Recast all of the entries below as a Markdown table with the columns Row and Line. Number each nonblank line in its own row, and leave the pictures out.

START

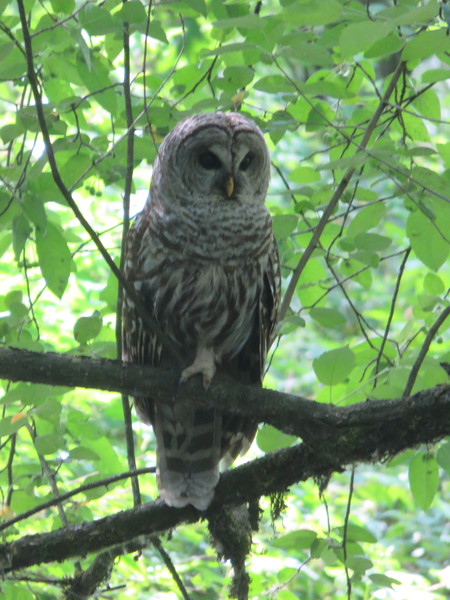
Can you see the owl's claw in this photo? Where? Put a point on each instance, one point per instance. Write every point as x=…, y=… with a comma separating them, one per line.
x=203, y=364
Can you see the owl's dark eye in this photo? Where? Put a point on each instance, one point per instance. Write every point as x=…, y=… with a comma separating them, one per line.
x=209, y=161
x=246, y=161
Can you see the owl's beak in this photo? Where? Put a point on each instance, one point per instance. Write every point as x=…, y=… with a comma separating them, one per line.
x=229, y=185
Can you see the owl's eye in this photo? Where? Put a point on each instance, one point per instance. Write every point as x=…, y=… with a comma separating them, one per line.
x=246, y=161
x=209, y=161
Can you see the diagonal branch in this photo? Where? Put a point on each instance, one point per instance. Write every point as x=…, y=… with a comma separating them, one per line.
x=367, y=432
x=314, y=422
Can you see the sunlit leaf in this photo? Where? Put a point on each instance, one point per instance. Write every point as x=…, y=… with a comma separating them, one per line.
x=334, y=366
x=423, y=479
x=55, y=259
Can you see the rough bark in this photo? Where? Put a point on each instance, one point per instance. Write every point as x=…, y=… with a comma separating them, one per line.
x=333, y=438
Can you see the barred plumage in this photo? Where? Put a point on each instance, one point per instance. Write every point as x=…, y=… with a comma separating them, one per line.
x=203, y=258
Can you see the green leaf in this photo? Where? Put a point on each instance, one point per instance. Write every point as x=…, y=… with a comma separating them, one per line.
x=48, y=443
x=334, y=366
x=87, y=328
x=356, y=533
x=433, y=284
x=64, y=6
x=156, y=31
x=422, y=14
x=304, y=175
x=10, y=425
x=366, y=219
x=443, y=457
x=34, y=208
x=274, y=83
x=423, y=479
x=97, y=20
x=21, y=232
x=318, y=546
x=296, y=540
x=372, y=242
x=83, y=453
x=132, y=12
x=328, y=317
x=74, y=168
x=358, y=37
x=313, y=13
x=244, y=22
x=425, y=44
x=382, y=580
x=359, y=564
x=270, y=439
x=284, y=225
x=426, y=240
x=55, y=259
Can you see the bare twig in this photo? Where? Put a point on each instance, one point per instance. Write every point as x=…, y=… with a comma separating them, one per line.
x=147, y=318
x=423, y=351
x=338, y=193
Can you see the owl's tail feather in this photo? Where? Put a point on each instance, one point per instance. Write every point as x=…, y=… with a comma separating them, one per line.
x=188, y=449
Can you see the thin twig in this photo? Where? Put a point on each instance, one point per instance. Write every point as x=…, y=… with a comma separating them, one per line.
x=125, y=227
x=391, y=313
x=79, y=490
x=338, y=193
x=423, y=351
x=344, y=536
x=149, y=321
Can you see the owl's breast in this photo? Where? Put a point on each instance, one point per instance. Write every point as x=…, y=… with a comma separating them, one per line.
x=213, y=305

END

EXERCISE ANSWER
| Row | Line |
|---|---|
| 1 | Can you see the owl's claw in this photo? Where? Put a point on each instance, one point per instance. Write every point as x=…, y=… with a comma separating them, one per line. |
| 2 | x=203, y=364 |
| 3 | Can you see the owl's dark eye in this photo? Where? Put a point on each instance, one point per instance. Write every point as x=…, y=… with a comma separating them, one per line. |
| 4 | x=209, y=161 |
| 5 | x=246, y=161 |
| 6 | Can you see the owl's beak in this photo? Where? Put a point on each instance, one point per instance. Write every point as x=…, y=… with a comma separating them, one per line. |
| 7 | x=229, y=185 |
| 8 | Can you see the owl's eye in this photo? Where? Put a point on each instance, one point per instance. Write every point as x=…, y=… with a comma separating them, one per line. |
| 9 | x=246, y=161 |
| 10 | x=209, y=161 |
| 11 | Can you see the diagonal branch in this photo? Where? Put a point on each instance, one point per instance. Write every point as x=…, y=… with a comma separating them, one per line. |
| 12 | x=367, y=432 |
| 13 | x=314, y=422 |
| 14 | Can you see the sunlit leaf in this photo? Where? Put a point on each instance, one point per instance. Write every point as x=…, y=… with a comma separating them, one per line. |
| 15 | x=334, y=366 |
| 16 | x=423, y=479 |
| 17 | x=55, y=259 |
| 18 | Can you see the rough bark in this photo? Where? Put a point on each instance, one point per instance. Write every point as x=…, y=… with a comma separating them, one per line. |
| 19 | x=333, y=438 |
| 20 | Can you see the barred plumage in this photo? Where? Put a point on each instance, one point per instance. Write every point as x=…, y=… with a comma separating them, one per line. |
| 21 | x=203, y=258 |
| 22 | Can you see the green leaf in this photo? Where? Put a point on each instance, one point per instance. Write every point as x=…, y=… with a comma separating them, one per line. |
| 23 | x=48, y=443 |
| 24 | x=334, y=366 |
| 25 | x=87, y=328 |
| 26 | x=356, y=533 |
| 27 | x=433, y=284 |
| 28 | x=64, y=6 |
| 29 | x=156, y=31 |
| 30 | x=422, y=14 |
| 31 | x=304, y=175 |
| 32 | x=10, y=425 |
| 33 | x=366, y=219 |
| 34 | x=443, y=457 |
| 35 | x=34, y=208 |
| 36 | x=274, y=83 |
| 37 | x=423, y=479 |
| 38 | x=97, y=20 |
| 39 | x=21, y=232 |
| 40 | x=318, y=546 |
| 41 | x=296, y=540 |
| 42 | x=372, y=242 |
| 43 | x=83, y=453 |
| 44 | x=132, y=12 |
| 45 | x=328, y=317 |
| 46 | x=74, y=168 |
| 47 | x=358, y=37 |
| 48 | x=313, y=13 |
| 49 | x=244, y=22 |
| 50 | x=425, y=44 |
| 51 | x=382, y=580 |
| 52 | x=359, y=564 |
| 53 | x=270, y=439 |
| 54 | x=284, y=225 |
| 55 | x=426, y=240 |
| 56 | x=55, y=259 |
| 57 | Can you see the bare twig in this photo? Where? Put a point on each instance, one point per instance. Write every point as x=…, y=… with a comma separating them, one per line. |
| 58 | x=147, y=318 |
| 59 | x=423, y=351 |
| 60 | x=338, y=193 |
| 61 | Can you see the owl's tail feather in this photo? Where? Put a point on each instance, one point per instance. Write every point as x=…, y=… with a comma separating them, one per line. |
| 62 | x=188, y=449 |
| 63 | Can you see the thin twig in this photo? Where? Put a point on each instance, one point per instance. Write every point as x=…, y=… with a comma separating them, one per line. |
| 64 | x=125, y=227 |
| 65 | x=391, y=313 |
| 66 | x=79, y=490 |
| 67 | x=338, y=193 |
| 68 | x=423, y=351 |
| 69 | x=344, y=536 |
| 70 | x=149, y=321 |
| 71 | Can you see the owl's breast in this photo? Where? Put a point on each instance, one point per instance. Write every point as x=…, y=… with a comma separating them, one per line. |
| 72 | x=213, y=305 |